# WHAT TO WORK ON
Rewrite the lines below as a numbered list, leaving out any blank lines.
╭──
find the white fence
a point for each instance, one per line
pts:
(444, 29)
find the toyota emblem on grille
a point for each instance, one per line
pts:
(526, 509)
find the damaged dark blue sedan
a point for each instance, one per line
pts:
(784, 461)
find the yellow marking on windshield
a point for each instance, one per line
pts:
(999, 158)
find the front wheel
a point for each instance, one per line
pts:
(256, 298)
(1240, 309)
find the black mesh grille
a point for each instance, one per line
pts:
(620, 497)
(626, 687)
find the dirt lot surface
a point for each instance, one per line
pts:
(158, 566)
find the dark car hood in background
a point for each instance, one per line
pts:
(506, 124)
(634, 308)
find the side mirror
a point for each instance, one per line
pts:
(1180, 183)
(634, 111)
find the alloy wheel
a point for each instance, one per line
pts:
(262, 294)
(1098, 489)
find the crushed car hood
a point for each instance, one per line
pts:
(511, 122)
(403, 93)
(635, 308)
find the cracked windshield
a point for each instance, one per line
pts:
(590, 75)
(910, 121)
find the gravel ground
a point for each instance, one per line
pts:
╰──
# WRITTEN ANSWER
1. find the white fence
2. a point for each instance, one per line
3. pts:
4. (444, 29)
5. find the toyota emblem on grille
6. a point for each instance, one per line
7. pts:
8. (526, 509)
9. find the damaged dark blue sedan
10. a point for each instance, one per line
11. pts:
12. (784, 461)
13. find the yellow marking on windshield
14. a point for each instance, one per line
15. pts:
16. (999, 158)
17. find the front wheel
18. a point for each instance, one per line
19. pts:
20. (256, 298)
21. (1240, 309)
22. find the black mesh grille
23. a point for each instance, one per line
24. pts:
25. (620, 497)
26. (626, 687)
27. find the dirt lot surface
28. a point for each instance, one per line
29. pts:
30. (158, 566)
31. find the dark car hood in background
32. a point for each instance, one per line
33. pts:
34. (506, 124)
35. (634, 308)
36. find the side mirror
37. a point for each instance, one per line
38. pts:
39. (1180, 183)
40. (634, 111)
41. find the alloy wheel
42. a point for each instance, one per line
43. pts:
44. (262, 294)
45. (1098, 489)
46. find the crushed car hood
47. a point for each instance, one per line
48. pts:
49. (511, 122)
50. (403, 93)
51. (635, 308)
52. find the cracked windshield
53. a point for each instance, one per line
54. pts:
55. (590, 75)
56. (910, 121)
57. find the gravel ground
58. a point for each instance, one per line
59. pts:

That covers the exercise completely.